— Work required —
Write out exactly, with no other output, the lines below from the one that contains "I want to know if any boy's" through the end.

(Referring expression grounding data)
*** Block opens ***

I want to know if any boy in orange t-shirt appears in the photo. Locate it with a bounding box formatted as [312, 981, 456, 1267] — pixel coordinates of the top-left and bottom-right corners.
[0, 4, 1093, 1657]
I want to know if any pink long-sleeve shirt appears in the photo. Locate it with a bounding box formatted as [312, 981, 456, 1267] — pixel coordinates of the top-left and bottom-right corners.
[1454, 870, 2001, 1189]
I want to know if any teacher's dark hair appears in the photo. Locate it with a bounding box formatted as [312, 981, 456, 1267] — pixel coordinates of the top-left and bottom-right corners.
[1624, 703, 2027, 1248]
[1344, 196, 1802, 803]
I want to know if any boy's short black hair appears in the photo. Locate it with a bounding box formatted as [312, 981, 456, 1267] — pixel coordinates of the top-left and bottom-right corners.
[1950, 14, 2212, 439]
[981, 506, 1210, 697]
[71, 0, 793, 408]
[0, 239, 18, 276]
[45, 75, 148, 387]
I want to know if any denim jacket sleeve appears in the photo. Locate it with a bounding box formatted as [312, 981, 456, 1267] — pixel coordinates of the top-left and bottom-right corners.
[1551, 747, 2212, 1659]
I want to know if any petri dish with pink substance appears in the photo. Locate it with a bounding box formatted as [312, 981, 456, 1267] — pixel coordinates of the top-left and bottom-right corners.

*** Block closes ***

— Solved exercise —
I want to know if any boy's short black hair appears in the photo. Locate it with a bounding box formatted as [312, 981, 456, 1267] — pixel coordinates of the top-left and bottom-right corners.
[1950, 14, 2212, 439]
[981, 506, 1210, 697]
[71, 0, 793, 408]
[0, 239, 18, 276]
[45, 75, 148, 387]
I want to know if any denim jacket sleeve appears in the photo. Locate it with a bounding box formatted as [312, 981, 456, 1267] — pixel coordinates of the top-left and bottom-right corners.
[1551, 747, 2212, 1659]
I want to know if any petri dish with pink substance appears in the photo. Locate it with a bounding box formatted as [312, 981, 456, 1267] — pixel coordinates of the top-left and bottom-right corners.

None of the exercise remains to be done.